:: Input records ::
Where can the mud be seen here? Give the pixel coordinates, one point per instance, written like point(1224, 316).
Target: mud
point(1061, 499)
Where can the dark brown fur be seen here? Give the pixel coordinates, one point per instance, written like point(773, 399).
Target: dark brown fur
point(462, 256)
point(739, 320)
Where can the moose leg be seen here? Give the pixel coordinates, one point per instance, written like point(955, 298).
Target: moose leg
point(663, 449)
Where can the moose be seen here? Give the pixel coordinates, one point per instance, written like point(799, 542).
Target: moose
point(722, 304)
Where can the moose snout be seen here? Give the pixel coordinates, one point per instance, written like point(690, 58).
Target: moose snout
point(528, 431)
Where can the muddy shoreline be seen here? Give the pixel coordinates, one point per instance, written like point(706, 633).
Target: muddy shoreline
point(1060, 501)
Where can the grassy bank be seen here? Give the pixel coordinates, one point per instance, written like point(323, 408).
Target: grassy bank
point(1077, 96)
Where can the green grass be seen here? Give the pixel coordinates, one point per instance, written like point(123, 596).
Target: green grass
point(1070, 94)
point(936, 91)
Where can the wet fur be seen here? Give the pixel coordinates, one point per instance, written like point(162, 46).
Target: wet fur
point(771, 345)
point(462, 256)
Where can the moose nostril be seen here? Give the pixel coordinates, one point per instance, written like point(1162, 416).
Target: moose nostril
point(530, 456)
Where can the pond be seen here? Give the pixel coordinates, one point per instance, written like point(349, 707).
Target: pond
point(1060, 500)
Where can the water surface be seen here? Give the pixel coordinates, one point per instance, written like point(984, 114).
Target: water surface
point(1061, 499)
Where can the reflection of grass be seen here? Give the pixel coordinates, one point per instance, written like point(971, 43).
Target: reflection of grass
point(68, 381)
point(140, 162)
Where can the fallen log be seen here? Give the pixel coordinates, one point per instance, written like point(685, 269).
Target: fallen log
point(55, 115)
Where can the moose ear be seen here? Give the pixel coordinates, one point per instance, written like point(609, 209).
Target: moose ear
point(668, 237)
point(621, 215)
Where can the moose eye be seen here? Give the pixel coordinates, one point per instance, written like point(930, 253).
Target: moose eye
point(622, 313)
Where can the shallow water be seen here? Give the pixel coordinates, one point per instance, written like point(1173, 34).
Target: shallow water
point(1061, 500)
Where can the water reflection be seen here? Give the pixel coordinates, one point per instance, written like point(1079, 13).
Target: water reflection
:::
# Your goal:
Your answer must be the line containing "Target: fallen log" through the last line above, copied exactly, with nothing added.

# Task answer:
Target: fallen log
point(55, 115)
Where can the moose ear be seen here? Give the pixel coordinates, one point per instance, written like point(609, 209).
Target: moose ear
point(668, 237)
point(621, 215)
Where can the moose eye be seen here? Give the pixel coordinates, one point per instance, written like point(930, 253).
Target: moose eye
point(622, 313)
Where can the shallow water be seen here? Give the pixel coordinates, one point per instance, written like point(1173, 34).
Target: shallow water
point(1061, 500)
Where can the water reflection be seen here? Give the pixel coordinates, one point per instance, written like point(1079, 13).
Target: water reflection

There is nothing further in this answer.